Instructions to follow:
Every record that follows should be printed verbatim.

Provided records:
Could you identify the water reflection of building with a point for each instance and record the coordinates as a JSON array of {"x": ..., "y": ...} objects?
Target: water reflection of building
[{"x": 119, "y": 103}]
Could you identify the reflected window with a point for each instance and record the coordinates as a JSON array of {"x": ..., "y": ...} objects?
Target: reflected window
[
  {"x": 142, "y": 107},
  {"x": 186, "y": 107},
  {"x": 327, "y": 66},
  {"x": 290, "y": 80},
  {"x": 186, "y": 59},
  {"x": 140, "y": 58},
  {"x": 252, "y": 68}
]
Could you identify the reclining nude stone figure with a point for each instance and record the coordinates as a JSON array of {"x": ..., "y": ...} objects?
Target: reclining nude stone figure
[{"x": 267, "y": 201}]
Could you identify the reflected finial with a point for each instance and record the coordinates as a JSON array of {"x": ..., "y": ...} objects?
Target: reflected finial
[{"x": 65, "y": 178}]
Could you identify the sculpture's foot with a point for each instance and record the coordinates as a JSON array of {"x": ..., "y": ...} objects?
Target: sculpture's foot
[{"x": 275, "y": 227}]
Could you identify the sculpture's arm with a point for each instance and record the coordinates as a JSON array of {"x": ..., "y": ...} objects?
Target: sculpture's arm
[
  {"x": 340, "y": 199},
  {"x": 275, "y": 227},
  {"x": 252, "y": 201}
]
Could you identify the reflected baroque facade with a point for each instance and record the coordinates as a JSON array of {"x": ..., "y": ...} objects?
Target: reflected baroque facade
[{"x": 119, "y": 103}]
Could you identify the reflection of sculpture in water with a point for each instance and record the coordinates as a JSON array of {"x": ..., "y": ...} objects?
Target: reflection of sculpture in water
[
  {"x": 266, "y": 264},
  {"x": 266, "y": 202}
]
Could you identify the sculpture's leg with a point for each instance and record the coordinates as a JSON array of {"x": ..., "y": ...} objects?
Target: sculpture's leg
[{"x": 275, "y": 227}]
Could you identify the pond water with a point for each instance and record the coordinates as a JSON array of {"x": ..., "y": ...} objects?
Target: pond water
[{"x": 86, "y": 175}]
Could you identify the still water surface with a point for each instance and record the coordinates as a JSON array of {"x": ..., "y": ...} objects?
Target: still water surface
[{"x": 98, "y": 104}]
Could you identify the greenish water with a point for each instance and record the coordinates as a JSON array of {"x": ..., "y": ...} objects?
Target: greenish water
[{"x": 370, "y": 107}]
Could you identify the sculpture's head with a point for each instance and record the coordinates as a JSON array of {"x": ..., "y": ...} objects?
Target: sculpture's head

Reply to the task:
Could you identify the water reflection of building with a point for each instance and record the coordinates as a JSON array of {"x": ..., "y": ...} objects?
Target: water reflection of building
[{"x": 119, "y": 103}]
Could you identify the reflected window with a point for each instance and record the coordinates as a JSON array of {"x": ..., "y": ...} objects?
Target: reflected window
[
  {"x": 142, "y": 107},
  {"x": 186, "y": 107},
  {"x": 327, "y": 66},
  {"x": 290, "y": 80},
  {"x": 186, "y": 59},
  {"x": 140, "y": 58},
  {"x": 252, "y": 68}
]
Could you identify the reclining nude stone figure with a point for each instance and record the coordinates as a JSON array of {"x": ..., "y": ...} objects?
Target: reclining nude stone figure
[{"x": 267, "y": 201}]
Could you identify the reflected finial with a point for each instance and record the coordinates as a JSON array of {"x": ..., "y": ...} objects?
Target: reflected finial
[{"x": 65, "y": 178}]
Could you identify the sculpture's foot with a point for each instance and record the coordinates as a JSON array of {"x": ..., "y": ...} objects?
Target: sculpture's foot
[{"x": 275, "y": 227}]
Could you identify the sculpture's arm with a point for each instance and record the coordinates as a JSON array of {"x": ..., "y": ...} objects?
Target: sculpture's arm
[
  {"x": 340, "y": 199},
  {"x": 275, "y": 227},
  {"x": 252, "y": 201}
]
Could you identify the reflected baroque facade with a point for each instance and record the coordinates as a JSON array of {"x": ..., "y": ...} objects?
Target: reflected baroque facade
[{"x": 119, "y": 103}]
Could you identify the reflection of sculpture in water with a point for each instance and record the coordinates as a JSON array of {"x": ..., "y": ...} objects?
Target: reflection of sculpture in water
[
  {"x": 266, "y": 264},
  {"x": 266, "y": 202}
]
Could you identify the sculpture's leg with a point for each instance and record the coordinates as a JSON array of {"x": ..., "y": ...} objects?
Target: sculpture's leg
[{"x": 275, "y": 227}]
Could you identify the pond water with a point for each instance and record the coordinates as a JSON array of {"x": ..., "y": ...} objects?
Target: pond water
[{"x": 86, "y": 175}]
Could you identify the still water surface with a point for each instance and record the coordinates as a JSON array of {"x": ..., "y": ...} objects?
Target: still water surface
[{"x": 98, "y": 104}]
Could you identify the greenish water with a point for each instance and record the coordinates as a JSON array of {"x": ..., "y": ...} objects?
Target: greenish water
[{"x": 370, "y": 107}]
Could you identify the sculpture's head with a point for each instance and record the coordinates as a JSON array of {"x": ..., "y": ...} objects?
Target: sculpture's head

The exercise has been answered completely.